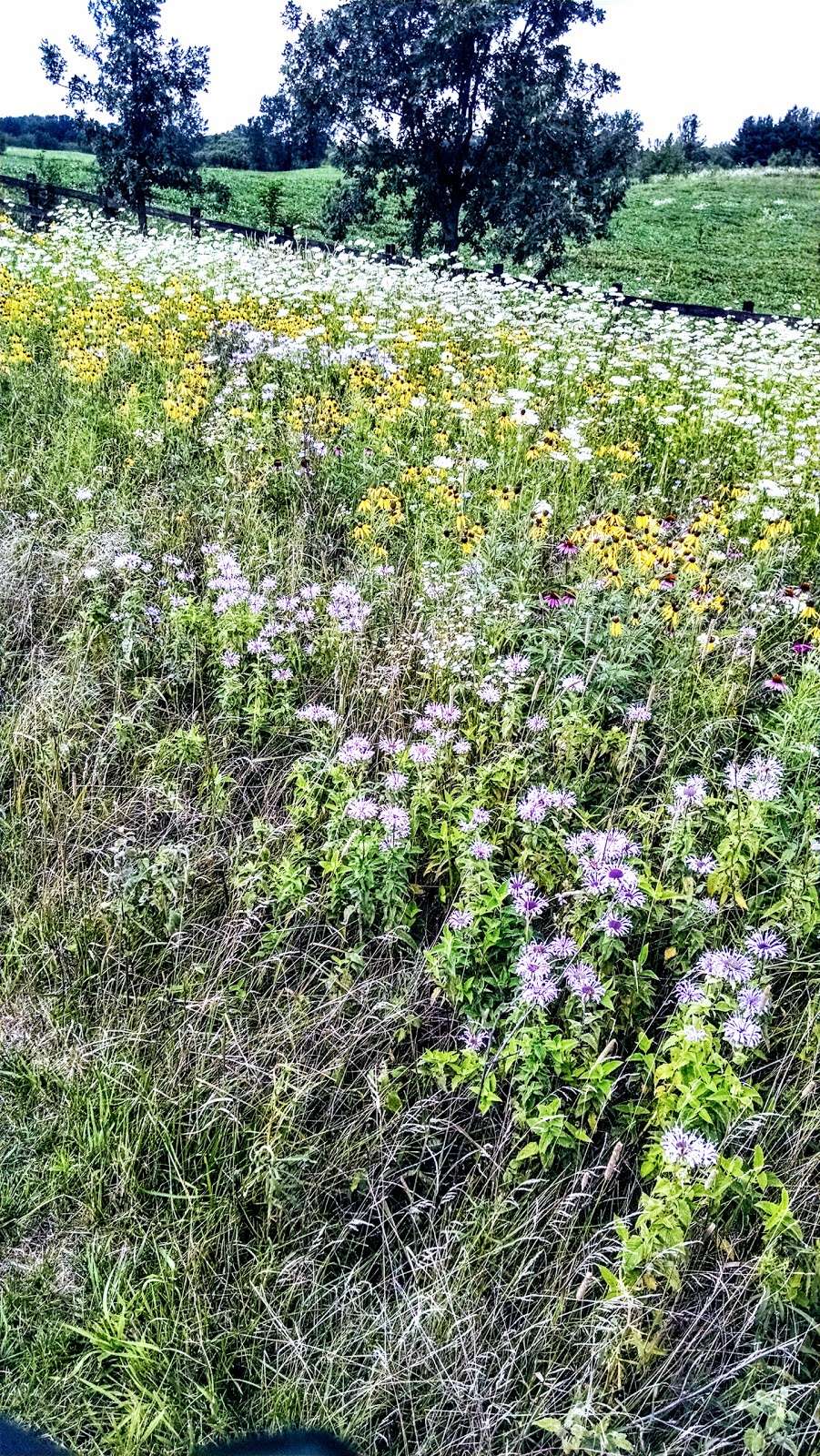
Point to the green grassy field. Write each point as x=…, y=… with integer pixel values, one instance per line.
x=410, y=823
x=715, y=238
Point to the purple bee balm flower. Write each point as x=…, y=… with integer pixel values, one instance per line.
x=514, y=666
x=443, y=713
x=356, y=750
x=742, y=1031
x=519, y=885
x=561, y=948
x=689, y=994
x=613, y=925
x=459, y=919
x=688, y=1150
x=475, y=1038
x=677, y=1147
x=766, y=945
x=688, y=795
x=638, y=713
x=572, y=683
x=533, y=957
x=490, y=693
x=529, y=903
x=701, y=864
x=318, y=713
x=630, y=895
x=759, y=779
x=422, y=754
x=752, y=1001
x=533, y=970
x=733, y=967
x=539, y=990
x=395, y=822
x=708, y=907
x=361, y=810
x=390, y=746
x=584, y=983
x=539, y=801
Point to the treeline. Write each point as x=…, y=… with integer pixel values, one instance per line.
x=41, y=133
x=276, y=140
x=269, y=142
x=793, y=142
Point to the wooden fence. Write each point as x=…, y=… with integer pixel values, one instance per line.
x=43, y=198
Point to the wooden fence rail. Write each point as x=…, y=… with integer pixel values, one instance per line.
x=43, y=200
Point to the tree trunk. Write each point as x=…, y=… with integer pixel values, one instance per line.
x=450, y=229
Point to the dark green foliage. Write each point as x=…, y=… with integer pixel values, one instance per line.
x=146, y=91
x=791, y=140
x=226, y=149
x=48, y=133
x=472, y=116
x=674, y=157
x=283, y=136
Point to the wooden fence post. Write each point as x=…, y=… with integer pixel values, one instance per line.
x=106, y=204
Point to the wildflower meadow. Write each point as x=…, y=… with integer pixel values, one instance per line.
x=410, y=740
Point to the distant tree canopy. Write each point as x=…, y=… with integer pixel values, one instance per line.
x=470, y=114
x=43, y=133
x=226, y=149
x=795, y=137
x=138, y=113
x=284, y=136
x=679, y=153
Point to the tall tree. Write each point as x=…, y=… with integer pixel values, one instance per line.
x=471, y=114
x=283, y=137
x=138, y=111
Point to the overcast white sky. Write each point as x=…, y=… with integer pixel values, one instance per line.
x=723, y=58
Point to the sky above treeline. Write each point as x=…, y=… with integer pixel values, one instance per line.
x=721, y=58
★ ★ ★
**What is required:**
An exact repetition of all the records above is required, excluding the pictures.

**Result for this exercise:**
Point to the green grassy field. Write each point as x=…, y=… with integer pixel values, one instance per line.
x=410, y=823
x=715, y=238
Point to the purple bee balm flower. Write each point as x=…, y=… with integer pixel values, one instance per line.
x=514, y=666
x=443, y=713
x=356, y=750
x=742, y=1031
x=519, y=885
x=561, y=948
x=689, y=994
x=613, y=925
x=459, y=919
x=688, y=1150
x=475, y=1038
x=677, y=1147
x=766, y=945
x=688, y=795
x=638, y=713
x=572, y=683
x=533, y=957
x=490, y=693
x=529, y=903
x=701, y=864
x=318, y=713
x=630, y=895
x=759, y=779
x=422, y=754
x=752, y=1001
x=533, y=970
x=733, y=967
x=539, y=990
x=395, y=822
x=708, y=907
x=361, y=810
x=390, y=746
x=584, y=983
x=539, y=801
Point to the treeline. Write each point as x=…, y=… with integer pixel values, one instance per line.
x=41, y=133
x=276, y=140
x=269, y=142
x=793, y=142
Point to the wooden fence. Write each point as x=…, y=… with integer pixel values, one instance per line.
x=43, y=198
Point to the wooden fence rail. Write each point as x=…, y=… with integer pixel values, one instance per line.
x=43, y=200
Point to the tree trunk. Write each point as x=…, y=… with integer pixel values, one instance per line.
x=450, y=229
Point to the dark green foliage. Write each point as x=…, y=… with integer pixel values, one instance per line.
x=146, y=91
x=791, y=140
x=226, y=149
x=48, y=133
x=472, y=116
x=674, y=157
x=283, y=136
Point to the wooden fence post. Write each point as x=…, y=… with integer pixel values, one instance per line.
x=106, y=204
Point to the wildflower meadow. Write each point as x=…, y=… with integer pixel values, one instance per line.
x=410, y=740
Point to the distant tree canopy. Write each point as x=…, y=… with integer pixel values, one instance per line.
x=470, y=114
x=43, y=133
x=226, y=149
x=795, y=137
x=138, y=113
x=284, y=136
x=679, y=153
Point to the tall tree. Write each point as x=…, y=… with integer pixel values, one instance per line.
x=471, y=114
x=283, y=137
x=138, y=111
Point to the overcast white sky. Write each point as x=…, y=… with integer pixel values, one instance per line.
x=723, y=58
Point to the sky above treeline. Write each point as x=…, y=… with integer pixel values, one instance per line.
x=721, y=58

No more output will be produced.